### Exercise requirements
What is needed is a faithful copy of all the records.

### Information given
· · · · · · ·

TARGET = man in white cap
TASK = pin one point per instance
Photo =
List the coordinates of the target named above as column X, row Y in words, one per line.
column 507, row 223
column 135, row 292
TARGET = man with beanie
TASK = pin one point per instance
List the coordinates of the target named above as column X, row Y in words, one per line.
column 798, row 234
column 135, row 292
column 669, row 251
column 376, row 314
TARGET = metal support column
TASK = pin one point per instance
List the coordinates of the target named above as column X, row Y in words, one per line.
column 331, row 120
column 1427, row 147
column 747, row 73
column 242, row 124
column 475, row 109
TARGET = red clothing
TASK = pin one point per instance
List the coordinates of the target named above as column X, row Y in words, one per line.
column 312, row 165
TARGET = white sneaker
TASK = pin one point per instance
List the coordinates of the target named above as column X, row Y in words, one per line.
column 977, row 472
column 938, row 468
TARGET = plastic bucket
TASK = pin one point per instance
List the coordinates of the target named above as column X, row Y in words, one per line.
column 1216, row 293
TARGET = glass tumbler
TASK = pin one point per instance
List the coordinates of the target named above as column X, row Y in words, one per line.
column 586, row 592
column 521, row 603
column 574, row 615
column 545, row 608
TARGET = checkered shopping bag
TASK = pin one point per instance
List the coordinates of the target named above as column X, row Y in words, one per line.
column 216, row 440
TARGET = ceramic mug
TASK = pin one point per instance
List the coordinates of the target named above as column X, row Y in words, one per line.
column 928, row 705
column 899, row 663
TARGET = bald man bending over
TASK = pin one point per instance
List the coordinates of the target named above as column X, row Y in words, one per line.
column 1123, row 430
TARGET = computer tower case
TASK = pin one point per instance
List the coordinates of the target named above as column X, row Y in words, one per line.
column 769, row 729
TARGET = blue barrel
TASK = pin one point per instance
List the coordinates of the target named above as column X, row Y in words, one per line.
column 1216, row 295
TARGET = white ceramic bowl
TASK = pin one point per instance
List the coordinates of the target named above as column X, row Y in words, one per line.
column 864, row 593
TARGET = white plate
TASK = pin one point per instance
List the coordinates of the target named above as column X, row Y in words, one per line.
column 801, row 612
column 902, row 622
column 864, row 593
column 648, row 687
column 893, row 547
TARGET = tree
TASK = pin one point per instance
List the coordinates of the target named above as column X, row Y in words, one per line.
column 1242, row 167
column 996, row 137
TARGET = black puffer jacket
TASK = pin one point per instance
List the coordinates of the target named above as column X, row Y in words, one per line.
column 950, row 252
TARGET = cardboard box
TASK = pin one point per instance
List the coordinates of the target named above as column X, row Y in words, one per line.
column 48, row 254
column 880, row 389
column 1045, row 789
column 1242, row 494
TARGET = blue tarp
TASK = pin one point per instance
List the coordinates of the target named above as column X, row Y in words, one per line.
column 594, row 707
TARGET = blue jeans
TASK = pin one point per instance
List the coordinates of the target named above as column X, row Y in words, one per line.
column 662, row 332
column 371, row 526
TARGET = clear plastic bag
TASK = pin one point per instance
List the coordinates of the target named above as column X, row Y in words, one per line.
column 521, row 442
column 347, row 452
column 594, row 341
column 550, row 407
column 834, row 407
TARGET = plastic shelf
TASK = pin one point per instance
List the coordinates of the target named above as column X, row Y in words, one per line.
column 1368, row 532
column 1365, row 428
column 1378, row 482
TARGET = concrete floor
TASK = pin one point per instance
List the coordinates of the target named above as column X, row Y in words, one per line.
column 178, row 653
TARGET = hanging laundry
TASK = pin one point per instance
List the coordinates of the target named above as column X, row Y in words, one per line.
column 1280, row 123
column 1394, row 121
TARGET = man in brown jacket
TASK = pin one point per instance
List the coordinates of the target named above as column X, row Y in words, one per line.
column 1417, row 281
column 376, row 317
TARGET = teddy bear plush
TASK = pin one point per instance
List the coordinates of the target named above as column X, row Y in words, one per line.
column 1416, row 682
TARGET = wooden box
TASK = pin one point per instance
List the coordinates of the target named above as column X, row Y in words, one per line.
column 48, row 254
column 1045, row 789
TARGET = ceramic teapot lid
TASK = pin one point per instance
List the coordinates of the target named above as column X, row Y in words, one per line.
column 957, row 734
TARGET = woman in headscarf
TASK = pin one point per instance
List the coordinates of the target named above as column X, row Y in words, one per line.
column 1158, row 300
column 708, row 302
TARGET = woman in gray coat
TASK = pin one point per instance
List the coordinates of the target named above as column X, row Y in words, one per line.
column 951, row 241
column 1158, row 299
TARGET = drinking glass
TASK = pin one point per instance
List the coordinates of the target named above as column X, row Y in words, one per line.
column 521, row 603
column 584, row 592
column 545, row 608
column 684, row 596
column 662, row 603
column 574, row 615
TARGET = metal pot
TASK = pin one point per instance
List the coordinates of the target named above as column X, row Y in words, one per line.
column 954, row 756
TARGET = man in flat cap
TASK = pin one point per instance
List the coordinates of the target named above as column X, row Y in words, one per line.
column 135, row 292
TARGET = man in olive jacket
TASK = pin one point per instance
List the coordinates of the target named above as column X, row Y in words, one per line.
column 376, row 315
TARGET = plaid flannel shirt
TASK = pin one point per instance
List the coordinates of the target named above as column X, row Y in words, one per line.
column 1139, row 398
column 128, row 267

· · · · · · ·

### Solved problem
TARGET = man in white cap
TASK = pin one point per instance
Photo =
List the coordinates of the target named above as column X, row Y in words, one per line.
column 507, row 223
column 135, row 292
TARGET = man with beanie
TASK = pin one point per instance
List the coordinates of the target named above as column X, row Y in words, one per line.
column 798, row 234
column 135, row 292
column 669, row 251
column 376, row 314
TARGET = metal support column
TASK = pin one point per instance
List the coordinates of the target named above as column X, row Y in words, one per line.
column 331, row 120
column 1427, row 147
column 747, row 73
column 242, row 124
column 475, row 109
TARGET = red clothing
TASK = pin one point per instance
List the coordinates of the target named above as column X, row Y in words, one per line.
column 312, row 165
TARGET = white sneaker
TASK = pin one point per instance
List the coordinates of the target named above as column X, row Y in words, one per line.
column 977, row 472
column 938, row 468
TARGET = plastic bucket
TASK = pin one point per instance
List the coordinates of the target named above as column X, row Y in words, one per line.
column 1216, row 293
TARGET = glass tumbler
TASK = pin one point per instance
List the coordinates of the target named above as column X, row Y in words, one per line.
column 586, row 592
column 521, row 603
column 574, row 615
column 545, row 608
TARGET = checkered shopping bag
TASK = pin one point per instance
List the coordinates of the target named above as column X, row Y in words, one per line.
column 216, row 440
TARGET = ceramic mug
TASK = pin one point per instance
List the coordinates of the target named above as column X, row Y in words, one per line.
column 928, row 705
column 899, row 663
TARGET = bald man bending over
TASK = pin one point per instance
List the coordinates of the target named above as column X, row Y in words, one per line.
column 1123, row 430
TARGET = computer tower case
TASK = pin one point per instance
List the coordinates of the target named above as column X, row Y in words, one per line.
column 769, row 729
TARGET = blue barrel
TASK = pin one point per instance
List the coordinates of the target named above as column X, row Y in words, one per line.
column 1216, row 295
TARGET = white ceramic bowl
TASK = pin one point per instance
List the coordinates of the target named above as column X, row Y in words, one per line.
column 864, row 593
TARGET = white plate
TASK = pin one point per instance
List the coordinates of the target named above as column X, row Y in words, one per line.
column 801, row 612
column 902, row 622
column 864, row 593
column 648, row 687
column 893, row 547
TARGET = tree
TASK = pin one point per instance
List the coordinates of the target named above as column X, row Y in words, one per line.
column 1242, row 167
column 996, row 137
TARGET = black puffer jacket
TASK = pin one point per instance
List the coordinates of the target named above as column X, row Y in words, one per line.
column 950, row 252
TARGET = cardboard box
TASK = pin one point per instance
List the coordinates of the target named above as column X, row Y in words, one per line.
column 48, row 254
column 880, row 389
column 1045, row 789
column 1242, row 494
TARGET = blue tarp
TASK = pin one point per instance
List the coordinates of the target named above as column X, row Y in words, one per line.
column 594, row 707
TARGET = blue jeans
TASK = pin one point per instance
List the coordinates of the target named above as column X, row Y in words, one per line.
column 662, row 332
column 371, row 526
TARGET = clear plastic bag
TASK = pin one point per instance
List the coordinates of the target named above as column X, row Y in words, one per line.
column 521, row 442
column 347, row 452
column 594, row 341
column 550, row 407
column 834, row 407
TARGET = plastic shelf
TASK = pin one point per instance
List the coordinates of the target named above as column X, row Y in words, one per line.
column 1368, row 532
column 1365, row 428
column 1378, row 482
TARGET = concrete floor
TASK = pin one point per instance
List the coordinates of the target named above as column X, row Y in words, one per line.
column 178, row 653
TARGET = hanging laundry
TASK = pin one point per instance
List the coordinates of the target named above as column X, row Y in words, one per line.
column 1280, row 123
column 1394, row 121
TARGET = man in brown jacket
TASK = pin one point per instance
List the coordinates of the target named above as column X, row Y in words, one per line.
column 1417, row 281
column 376, row 317
TARGET = teddy bear plush
TASK = pin one point per instance
List the coordinates of the target named above as column X, row Y in words, one per line.
column 1416, row 682
TARGET = wooden box
TASK = pin one point per instance
List the coordinates of the target named above as column X, row Y in words, one per line.
column 48, row 254
column 1045, row 789
TARGET = ceramic teapot lid
TASK = pin one point per instance
List the coordinates of the target named above as column X, row Y in words, one per line.
column 957, row 734
TARGET = woman in headscarf
TASK = pin one point per instance
List the coordinates of the target named above as column X, row Y in words, one per line.
column 1158, row 300
column 708, row 302
TARGET = woman in gray coat
TASK = pin one point per instance
List the coordinates of the target named above as column X, row Y in words, one per line.
column 951, row 241
column 1158, row 299
TARGET = drinking glass
TASK = pin one point per instance
List the coordinates of the target named above as column X, row Y in words, one per line.
column 521, row 603
column 584, row 592
column 545, row 608
column 684, row 596
column 662, row 603
column 574, row 615
TARGET = metal pot
TASK = pin one point per instance
List the coordinates of the target named above as column X, row Y in words, one per line.
column 954, row 756
TARGET = man in flat cap
TASK = pin one point per instance
List the coordinates of the target named above as column X, row Y in words, one per line.
column 135, row 292
TARGET = man in olive jacket
TASK = pin one point per instance
List the coordinates of the target named above as column X, row Y in words, one per line.
column 376, row 315
TARGET = plaid flannel shirt
TASK = pin one point per instance
List the coordinates of the target named above as column X, row Y in words, one per line.
column 1139, row 398
column 128, row 267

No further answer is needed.